◆ Tasks to complete
1. From the post on wetlands and coastal engineering, list every field of study or branch of engineering it names.
2. According to the post on wetlands and coastal engineering, why does the writer thank the people who donated?
3. In the post on wetlands and coastal engineering, which organization is the writer giving the webinar for?

___ Passage shown

Thanks to everyone who has helped fund me to go to the Ocean Sciences Meeting later this month—your donations are helping a lot financially (and emotionally) to get all my PhD work out in the world! Also, if you want to get a big-picture idea of how wetlands and sediment resources have evolved over time in San Francisco Bay, consider attending my webinar for the American Association of Geographers: The Wetlands of San Francisco Bay: Shifting Sediments and Murky Histories.
For me, now is an interesting time to return to my work on this marsh. While my current project is much more about (freshwater) wetland hydrology, my previous work is closer to coastal engineering. The difference between these things can be typical academic hair-splitting, but at its core, engineers are "scientifically-trained technician[s] in public service," according to this history of coastal engineering. Coastal engineers are a subset of civil engineers focused on coastal processes. Engineers have a nerdy focus and applied, beneficial intent: in my work, it was about understanding the technical details of successful marsh restoration.

______
___ Dataset extract

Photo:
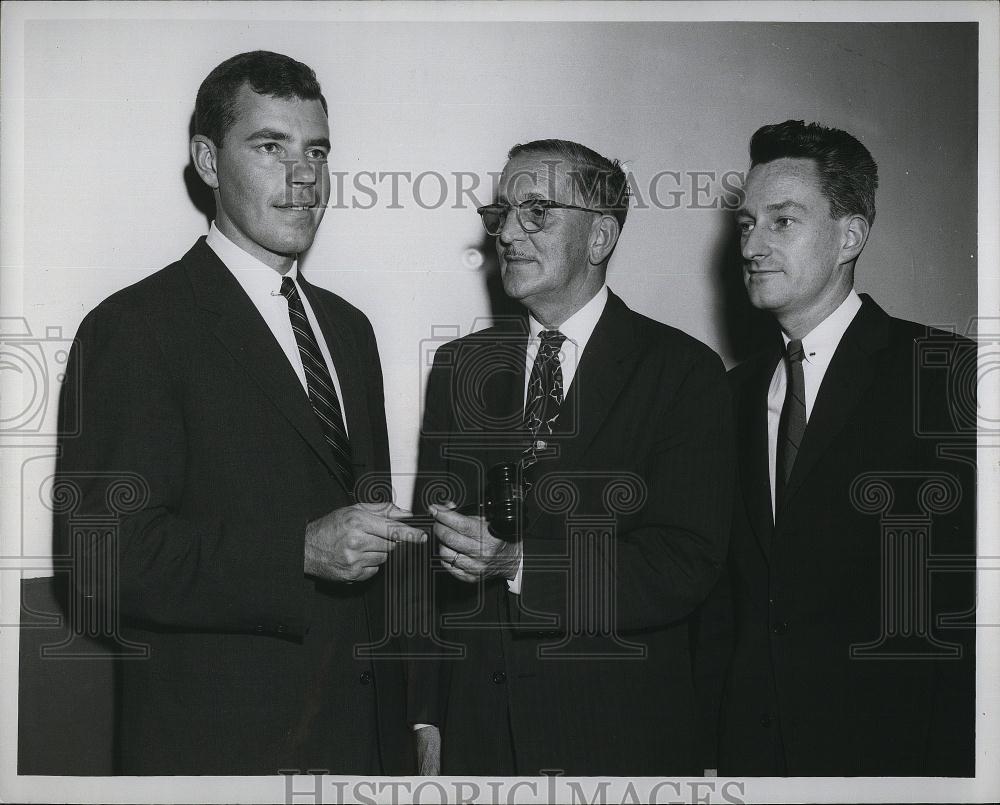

______

◆ Results of the tasks
1. (Freshwater) wetland hydrology, coastal engineering, civil engineering

2. Their donations are funding the writer's trip to the Ocean Sciences Meeting later this month. They are helping a lot, both financially and emotionally, to get all of the writer's PhD work out in the world.

3. The American Association of Geographers.